■ **Listed entries**:
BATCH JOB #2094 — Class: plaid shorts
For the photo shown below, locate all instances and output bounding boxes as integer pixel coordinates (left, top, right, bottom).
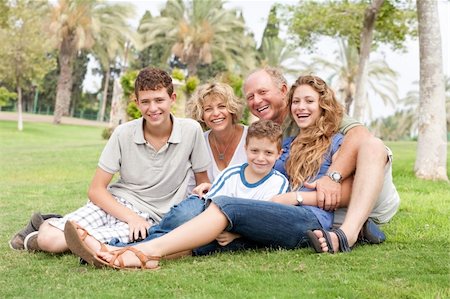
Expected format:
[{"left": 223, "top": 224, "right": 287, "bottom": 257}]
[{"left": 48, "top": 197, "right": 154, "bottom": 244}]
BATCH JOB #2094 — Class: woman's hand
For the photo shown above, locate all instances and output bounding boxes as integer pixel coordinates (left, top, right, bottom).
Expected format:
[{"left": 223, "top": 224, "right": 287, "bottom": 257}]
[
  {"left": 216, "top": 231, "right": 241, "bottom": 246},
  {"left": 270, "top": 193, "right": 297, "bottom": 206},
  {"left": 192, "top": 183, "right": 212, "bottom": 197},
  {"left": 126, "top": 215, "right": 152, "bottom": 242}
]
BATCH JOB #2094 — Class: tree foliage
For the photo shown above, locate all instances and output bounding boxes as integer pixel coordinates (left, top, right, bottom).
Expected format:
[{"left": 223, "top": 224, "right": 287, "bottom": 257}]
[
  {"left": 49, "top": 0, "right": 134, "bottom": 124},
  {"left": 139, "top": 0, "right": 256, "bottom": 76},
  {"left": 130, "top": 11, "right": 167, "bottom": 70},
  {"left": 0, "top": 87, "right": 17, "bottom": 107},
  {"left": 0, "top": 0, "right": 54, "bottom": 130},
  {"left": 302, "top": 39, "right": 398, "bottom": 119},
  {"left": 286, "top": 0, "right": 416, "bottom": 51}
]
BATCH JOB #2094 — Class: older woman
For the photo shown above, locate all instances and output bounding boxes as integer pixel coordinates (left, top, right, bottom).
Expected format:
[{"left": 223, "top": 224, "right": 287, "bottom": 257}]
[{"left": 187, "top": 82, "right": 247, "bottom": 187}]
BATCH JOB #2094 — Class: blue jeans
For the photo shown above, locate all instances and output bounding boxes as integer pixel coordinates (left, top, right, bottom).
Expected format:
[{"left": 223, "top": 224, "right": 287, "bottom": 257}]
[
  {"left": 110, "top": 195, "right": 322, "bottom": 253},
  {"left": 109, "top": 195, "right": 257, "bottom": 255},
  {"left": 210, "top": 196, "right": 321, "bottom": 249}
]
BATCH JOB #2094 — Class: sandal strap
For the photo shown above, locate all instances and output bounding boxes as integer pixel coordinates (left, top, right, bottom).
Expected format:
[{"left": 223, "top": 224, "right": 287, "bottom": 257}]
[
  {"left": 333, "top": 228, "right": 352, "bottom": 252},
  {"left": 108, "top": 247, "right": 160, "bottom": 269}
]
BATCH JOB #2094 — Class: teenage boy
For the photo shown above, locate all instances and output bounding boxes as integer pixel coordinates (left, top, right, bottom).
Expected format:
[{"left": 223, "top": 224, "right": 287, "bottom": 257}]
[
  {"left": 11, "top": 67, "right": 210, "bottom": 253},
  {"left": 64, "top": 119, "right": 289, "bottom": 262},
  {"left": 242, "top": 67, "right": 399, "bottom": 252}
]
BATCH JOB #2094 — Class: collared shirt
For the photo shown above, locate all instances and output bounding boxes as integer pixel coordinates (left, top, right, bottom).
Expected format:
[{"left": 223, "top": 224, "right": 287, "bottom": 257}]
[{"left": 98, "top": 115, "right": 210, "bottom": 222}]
* * *
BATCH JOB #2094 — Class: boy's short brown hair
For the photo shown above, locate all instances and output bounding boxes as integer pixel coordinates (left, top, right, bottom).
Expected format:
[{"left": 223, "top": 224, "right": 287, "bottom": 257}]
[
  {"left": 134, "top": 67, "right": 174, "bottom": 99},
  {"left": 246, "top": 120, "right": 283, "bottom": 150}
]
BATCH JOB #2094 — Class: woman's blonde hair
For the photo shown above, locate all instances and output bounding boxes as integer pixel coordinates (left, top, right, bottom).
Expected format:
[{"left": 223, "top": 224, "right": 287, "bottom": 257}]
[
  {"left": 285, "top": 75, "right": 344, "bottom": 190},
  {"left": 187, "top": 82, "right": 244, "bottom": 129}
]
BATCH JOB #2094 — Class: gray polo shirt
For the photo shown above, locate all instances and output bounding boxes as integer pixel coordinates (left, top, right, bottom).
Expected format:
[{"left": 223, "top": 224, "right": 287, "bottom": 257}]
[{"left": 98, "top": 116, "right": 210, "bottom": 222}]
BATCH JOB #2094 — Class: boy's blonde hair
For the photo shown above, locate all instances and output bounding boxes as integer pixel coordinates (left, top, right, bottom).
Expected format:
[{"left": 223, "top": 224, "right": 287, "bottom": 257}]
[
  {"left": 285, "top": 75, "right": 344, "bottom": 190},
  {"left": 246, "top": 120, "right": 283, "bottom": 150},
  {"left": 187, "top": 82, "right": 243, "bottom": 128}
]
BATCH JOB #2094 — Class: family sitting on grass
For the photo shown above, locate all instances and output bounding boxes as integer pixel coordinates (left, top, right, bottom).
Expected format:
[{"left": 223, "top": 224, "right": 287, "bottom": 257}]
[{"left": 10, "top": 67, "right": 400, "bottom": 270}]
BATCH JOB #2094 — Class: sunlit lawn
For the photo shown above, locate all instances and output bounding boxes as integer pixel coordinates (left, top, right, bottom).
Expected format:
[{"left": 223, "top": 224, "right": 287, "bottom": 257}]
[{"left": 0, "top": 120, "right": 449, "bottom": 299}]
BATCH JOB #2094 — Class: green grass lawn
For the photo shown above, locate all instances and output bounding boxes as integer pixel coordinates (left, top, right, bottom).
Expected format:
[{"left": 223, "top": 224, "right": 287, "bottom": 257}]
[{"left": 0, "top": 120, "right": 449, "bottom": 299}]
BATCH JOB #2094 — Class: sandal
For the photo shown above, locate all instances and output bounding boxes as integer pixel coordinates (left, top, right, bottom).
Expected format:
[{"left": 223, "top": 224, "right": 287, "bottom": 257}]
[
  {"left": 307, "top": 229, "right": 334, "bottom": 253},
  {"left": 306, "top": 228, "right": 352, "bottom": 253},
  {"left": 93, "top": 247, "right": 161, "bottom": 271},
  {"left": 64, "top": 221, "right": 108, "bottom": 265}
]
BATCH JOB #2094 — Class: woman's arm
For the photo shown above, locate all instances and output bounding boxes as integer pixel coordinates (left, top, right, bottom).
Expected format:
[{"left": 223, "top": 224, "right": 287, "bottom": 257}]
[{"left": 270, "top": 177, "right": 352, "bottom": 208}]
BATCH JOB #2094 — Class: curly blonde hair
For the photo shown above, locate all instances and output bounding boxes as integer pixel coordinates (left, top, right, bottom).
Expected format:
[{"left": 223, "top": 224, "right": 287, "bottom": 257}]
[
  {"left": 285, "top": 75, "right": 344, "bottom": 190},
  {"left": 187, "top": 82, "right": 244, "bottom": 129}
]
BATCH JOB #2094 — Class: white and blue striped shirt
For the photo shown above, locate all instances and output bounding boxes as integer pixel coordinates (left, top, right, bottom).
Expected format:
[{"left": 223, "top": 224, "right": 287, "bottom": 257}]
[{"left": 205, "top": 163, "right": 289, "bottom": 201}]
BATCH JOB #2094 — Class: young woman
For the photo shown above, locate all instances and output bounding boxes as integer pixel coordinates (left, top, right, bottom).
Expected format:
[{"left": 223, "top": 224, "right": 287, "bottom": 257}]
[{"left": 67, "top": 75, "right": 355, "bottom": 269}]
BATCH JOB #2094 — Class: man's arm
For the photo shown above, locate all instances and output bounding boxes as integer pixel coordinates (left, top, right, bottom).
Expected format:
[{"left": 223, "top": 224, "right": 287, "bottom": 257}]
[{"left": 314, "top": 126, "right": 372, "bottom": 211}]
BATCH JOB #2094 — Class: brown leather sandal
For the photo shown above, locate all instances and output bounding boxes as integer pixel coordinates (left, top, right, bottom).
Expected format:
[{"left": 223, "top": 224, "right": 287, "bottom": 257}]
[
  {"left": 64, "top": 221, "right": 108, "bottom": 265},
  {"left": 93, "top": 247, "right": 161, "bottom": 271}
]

■ **Required action**: Where a line in the records above contains "lawn", include it in the count, and give only that number.

■ **Your response**: 2